## SHORT PROBLEM
Please reproduce all of the material below word for word, keeping every line as it stands.

## RECORDS PROVIDED
┄┄┄┄┄┄┄┄┄┄

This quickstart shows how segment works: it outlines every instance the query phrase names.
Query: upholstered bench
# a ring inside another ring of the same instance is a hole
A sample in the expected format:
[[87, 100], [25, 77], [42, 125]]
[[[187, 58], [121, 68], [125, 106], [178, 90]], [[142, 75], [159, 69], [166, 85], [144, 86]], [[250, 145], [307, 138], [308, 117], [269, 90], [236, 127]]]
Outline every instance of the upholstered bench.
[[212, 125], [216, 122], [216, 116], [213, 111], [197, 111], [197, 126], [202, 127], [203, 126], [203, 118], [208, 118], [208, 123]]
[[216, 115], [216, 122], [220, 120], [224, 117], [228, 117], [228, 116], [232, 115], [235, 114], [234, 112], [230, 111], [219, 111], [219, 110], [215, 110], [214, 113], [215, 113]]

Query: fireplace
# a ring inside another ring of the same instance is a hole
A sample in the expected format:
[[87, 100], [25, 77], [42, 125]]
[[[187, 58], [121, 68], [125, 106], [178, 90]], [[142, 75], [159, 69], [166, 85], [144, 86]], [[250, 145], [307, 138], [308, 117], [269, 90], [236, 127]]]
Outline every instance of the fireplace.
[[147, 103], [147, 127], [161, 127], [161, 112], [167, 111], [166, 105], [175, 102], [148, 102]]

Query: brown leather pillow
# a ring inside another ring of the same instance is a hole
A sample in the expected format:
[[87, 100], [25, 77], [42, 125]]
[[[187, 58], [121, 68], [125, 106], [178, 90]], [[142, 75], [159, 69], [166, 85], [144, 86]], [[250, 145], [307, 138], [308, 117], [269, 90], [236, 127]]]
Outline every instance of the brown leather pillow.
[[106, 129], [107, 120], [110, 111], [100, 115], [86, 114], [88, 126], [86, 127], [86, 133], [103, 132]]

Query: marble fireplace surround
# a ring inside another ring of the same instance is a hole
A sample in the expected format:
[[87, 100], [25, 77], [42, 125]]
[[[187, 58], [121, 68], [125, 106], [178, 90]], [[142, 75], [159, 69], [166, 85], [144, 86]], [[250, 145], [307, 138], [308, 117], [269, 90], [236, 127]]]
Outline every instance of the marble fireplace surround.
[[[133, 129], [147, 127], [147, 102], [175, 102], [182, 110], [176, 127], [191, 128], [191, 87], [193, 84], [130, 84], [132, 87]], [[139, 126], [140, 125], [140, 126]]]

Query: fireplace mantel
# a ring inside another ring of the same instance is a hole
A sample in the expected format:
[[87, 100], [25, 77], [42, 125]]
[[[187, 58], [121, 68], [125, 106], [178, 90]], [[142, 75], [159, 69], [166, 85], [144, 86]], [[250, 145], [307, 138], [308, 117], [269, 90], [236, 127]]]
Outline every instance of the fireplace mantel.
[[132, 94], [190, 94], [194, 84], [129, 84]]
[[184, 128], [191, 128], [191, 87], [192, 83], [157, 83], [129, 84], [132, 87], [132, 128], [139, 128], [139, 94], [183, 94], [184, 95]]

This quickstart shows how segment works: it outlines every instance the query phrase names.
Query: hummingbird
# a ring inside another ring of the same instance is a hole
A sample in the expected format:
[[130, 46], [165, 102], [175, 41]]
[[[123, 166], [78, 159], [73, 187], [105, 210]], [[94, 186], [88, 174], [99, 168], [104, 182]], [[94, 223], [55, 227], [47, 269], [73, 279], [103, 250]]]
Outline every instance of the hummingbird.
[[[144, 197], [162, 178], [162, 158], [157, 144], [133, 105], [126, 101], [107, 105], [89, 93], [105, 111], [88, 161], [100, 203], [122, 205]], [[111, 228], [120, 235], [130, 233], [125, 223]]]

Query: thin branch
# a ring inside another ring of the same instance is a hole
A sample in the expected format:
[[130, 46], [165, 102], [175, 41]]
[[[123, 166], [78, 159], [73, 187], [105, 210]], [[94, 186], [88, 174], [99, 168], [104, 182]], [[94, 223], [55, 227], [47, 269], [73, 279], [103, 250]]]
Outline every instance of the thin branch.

┄┄┄┄┄┄┄┄┄┄

## REPLY
This quickstart shows how segment works: it outlines every instance the query phrase names.
Query: upholstered bench
# a ring inside another ring of the same instance is a hole
A sample in the expected format:
[[87, 100], [25, 77], [42, 125]]
[[[187, 58], [121, 68], [125, 106], [178, 90]], [[142, 75], [159, 69], [166, 85], [144, 86]], [[250, 145], [307, 138], [308, 117], [269, 90], [236, 127]]]
Outline every instance of the upholstered bench.
[[212, 125], [216, 122], [216, 116], [213, 111], [197, 111], [197, 126], [202, 127], [203, 126], [203, 118], [208, 118], [208, 123]]
[[216, 115], [216, 122], [220, 120], [224, 117], [228, 117], [228, 116], [232, 115], [235, 114], [234, 112], [230, 111], [219, 111], [219, 110], [215, 110], [214, 113], [215, 113]]

Query: fireplace
# a ring inside another ring of the same instance is a hole
A sample in the expected format:
[[87, 100], [25, 77], [42, 125]]
[[[187, 58], [121, 68], [125, 106], [178, 90]], [[142, 75], [159, 69], [166, 85], [144, 86]], [[250, 145], [307, 138], [308, 117], [269, 90], [236, 127]]]
Outline every instance of the fireplace.
[[147, 103], [147, 127], [161, 127], [161, 112], [167, 111], [166, 105], [175, 102], [148, 102]]

Query: brown leather pillow
# a ring inside another ring of the same instance is a hole
A sample in the expected format:
[[87, 100], [25, 77], [42, 125]]
[[[187, 58], [121, 68], [125, 106], [178, 90]], [[142, 75], [159, 69], [166, 85], [144, 86]], [[250, 145], [307, 138], [308, 117], [269, 90], [236, 127]]]
Outline every instance of the brown leather pillow.
[[106, 129], [107, 120], [110, 111], [100, 115], [86, 114], [88, 126], [86, 127], [86, 133], [103, 132]]

Query: marble fireplace surround
# a ring inside another ring of the same instance is a hole
A sample in the expected format:
[[87, 100], [25, 77], [42, 125]]
[[[187, 58], [121, 68], [125, 106], [178, 90]], [[142, 75], [159, 69], [166, 85], [144, 86]], [[250, 145], [307, 138], [308, 117], [269, 90], [236, 127]]]
Outline every instance of the marble fireplace surround.
[[[133, 129], [147, 127], [147, 102], [175, 102], [182, 110], [176, 127], [191, 128], [191, 87], [193, 84], [130, 84], [132, 87]], [[139, 126], [140, 125], [140, 126]]]

Query: fireplace mantel
# a ring inside another ring of the same instance is a hole
A sample in the expected format:
[[87, 100], [25, 77], [42, 125]]
[[[187, 58], [121, 68], [125, 106], [178, 90]], [[142, 75], [159, 69], [166, 85], [144, 86]], [[250, 145], [307, 138], [308, 117], [269, 90], [236, 127]]]
Outline every instance of the fireplace mantel.
[[132, 94], [190, 94], [194, 84], [129, 84]]
[[184, 128], [191, 128], [191, 87], [192, 83], [157, 83], [129, 84], [132, 87], [132, 128], [139, 128], [139, 94], [183, 94], [184, 95]]

This quickstart shows how segment works: it outlines every instance the query phrase names.
Query: hummingbird
# a ring inside another ring of the same instance is a hole
A sample in the expected format:
[[130, 46], [165, 102], [175, 41]]
[[[123, 166], [78, 159], [73, 187], [105, 210]], [[94, 186], [88, 174], [99, 168], [104, 182]], [[94, 223], [55, 227], [47, 269], [73, 279], [103, 250]]]
Outline every instance of the hummingbird.
[[[144, 197], [162, 178], [162, 158], [157, 144], [133, 105], [126, 101], [107, 105], [89, 93], [105, 111], [88, 161], [100, 203], [122, 205]], [[111, 228], [120, 235], [130, 233], [125, 223]]]

Query: thin branch
# a ring inside another ring of the same instance is a hole
A sample in the expected format:
[[130, 46], [165, 102], [175, 41]]
[[[123, 166], [78, 159], [73, 187], [105, 210]], [[94, 186], [88, 174], [99, 168], [104, 182]], [[94, 223], [55, 227], [47, 269], [73, 279], [103, 250]]]
Outline every instance of the thin branch.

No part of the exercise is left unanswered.